Description of the task >>
Reproduce only the data from the line with "target: riverbank" up to and including the line with "194 77 L 199", substituting "self-terminating" for "self-closing" and changing nothing else.

Material shown >>
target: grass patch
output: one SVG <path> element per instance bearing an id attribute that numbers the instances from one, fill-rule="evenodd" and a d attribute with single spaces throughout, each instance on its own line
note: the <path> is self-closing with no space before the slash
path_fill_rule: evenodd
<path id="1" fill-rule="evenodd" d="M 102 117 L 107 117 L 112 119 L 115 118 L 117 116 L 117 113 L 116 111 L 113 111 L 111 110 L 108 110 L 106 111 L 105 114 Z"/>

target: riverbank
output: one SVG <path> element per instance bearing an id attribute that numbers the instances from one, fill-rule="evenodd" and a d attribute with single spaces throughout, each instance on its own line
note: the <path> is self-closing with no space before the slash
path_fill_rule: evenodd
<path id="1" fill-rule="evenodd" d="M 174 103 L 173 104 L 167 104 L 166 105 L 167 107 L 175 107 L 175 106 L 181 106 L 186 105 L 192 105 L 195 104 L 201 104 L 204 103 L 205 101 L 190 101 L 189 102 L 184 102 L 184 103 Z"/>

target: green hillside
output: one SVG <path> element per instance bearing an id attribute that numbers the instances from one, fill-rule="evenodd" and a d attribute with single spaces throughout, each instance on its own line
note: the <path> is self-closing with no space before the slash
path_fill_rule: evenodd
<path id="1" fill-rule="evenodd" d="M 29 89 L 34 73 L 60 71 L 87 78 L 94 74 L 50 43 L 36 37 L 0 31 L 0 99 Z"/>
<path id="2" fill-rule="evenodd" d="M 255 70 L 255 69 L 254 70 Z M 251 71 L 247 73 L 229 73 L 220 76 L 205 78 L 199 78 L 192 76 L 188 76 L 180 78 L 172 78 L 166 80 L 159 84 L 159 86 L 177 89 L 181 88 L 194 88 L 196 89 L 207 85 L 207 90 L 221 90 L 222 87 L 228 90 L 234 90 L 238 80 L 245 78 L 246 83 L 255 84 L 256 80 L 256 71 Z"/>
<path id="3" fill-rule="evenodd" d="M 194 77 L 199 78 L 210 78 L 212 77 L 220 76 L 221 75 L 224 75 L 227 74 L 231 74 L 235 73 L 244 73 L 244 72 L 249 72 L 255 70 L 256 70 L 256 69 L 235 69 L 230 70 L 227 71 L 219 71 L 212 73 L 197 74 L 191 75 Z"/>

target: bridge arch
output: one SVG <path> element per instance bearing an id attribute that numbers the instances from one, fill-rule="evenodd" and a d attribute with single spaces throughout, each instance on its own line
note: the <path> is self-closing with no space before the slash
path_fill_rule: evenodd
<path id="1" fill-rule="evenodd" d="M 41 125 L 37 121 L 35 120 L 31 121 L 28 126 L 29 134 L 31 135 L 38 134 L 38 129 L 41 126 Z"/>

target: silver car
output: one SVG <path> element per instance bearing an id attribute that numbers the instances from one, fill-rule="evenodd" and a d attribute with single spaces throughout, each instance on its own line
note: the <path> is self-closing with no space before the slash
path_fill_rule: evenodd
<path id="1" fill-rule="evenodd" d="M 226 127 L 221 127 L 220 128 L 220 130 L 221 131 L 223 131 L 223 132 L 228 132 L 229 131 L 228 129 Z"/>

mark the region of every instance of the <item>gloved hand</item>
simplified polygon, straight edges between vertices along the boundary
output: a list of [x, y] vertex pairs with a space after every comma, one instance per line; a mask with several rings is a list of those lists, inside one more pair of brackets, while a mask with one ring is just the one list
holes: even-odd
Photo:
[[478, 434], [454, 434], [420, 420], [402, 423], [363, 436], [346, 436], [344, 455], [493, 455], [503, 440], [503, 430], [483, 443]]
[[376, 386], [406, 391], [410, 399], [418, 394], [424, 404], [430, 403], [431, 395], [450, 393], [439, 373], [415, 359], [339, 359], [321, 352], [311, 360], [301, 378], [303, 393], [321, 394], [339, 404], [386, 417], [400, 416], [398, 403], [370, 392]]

Response below >>
target: riverbank
output: one SVG <path> element per instance bearing an id attribute that numbers the instances from one, fill-rule="evenodd" and a d attribute with single spaces throughout, each instance on its own line
note: the <path> is self-terminating with no space before the slash
path_fill_rule: evenodd
<path id="1" fill-rule="evenodd" d="M 174 103 L 173 104 L 167 104 L 166 105 L 167 107 L 175 107 L 175 106 L 181 106 L 186 105 L 192 105 L 195 104 L 201 104 L 204 103 L 205 101 L 190 101 L 189 102 L 184 102 L 184 103 Z"/>

target: green hillside
output: one SVG <path> element per instance bearing an id attribute that numbers the instances from one, fill-rule="evenodd" and a d attribute with single spaces throughout, each instance on its own line
note: the <path> is self-terminating with no space before the slash
path_fill_rule: evenodd
<path id="1" fill-rule="evenodd" d="M 29 89 L 34 73 L 60 71 L 87 78 L 94 74 L 50 43 L 36 37 L 0 31 L 0 99 Z"/>
<path id="2" fill-rule="evenodd" d="M 255 70 L 255 69 L 254 70 Z M 251 71 L 247 73 L 229 73 L 220 76 L 205 78 L 199 78 L 192 76 L 188 76 L 180 78 L 172 78 L 166 80 L 159 84 L 159 86 L 177 89 L 181 88 L 194 88 L 196 89 L 207 85 L 207 90 L 221 90 L 222 87 L 228 90 L 234 90 L 238 80 L 245 78 L 246 83 L 255 84 L 256 80 L 256 71 Z"/>
<path id="3" fill-rule="evenodd" d="M 194 77 L 199 78 L 210 78 L 212 77 L 220 76 L 221 75 L 224 75 L 227 74 L 231 74 L 235 73 L 244 73 L 244 72 L 249 72 L 255 70 L 256 70 L 256 69 L 235 69 L 230 70 L 227 71 L 219 71 L 212 73 L 197 74 L 191 75 Z"/>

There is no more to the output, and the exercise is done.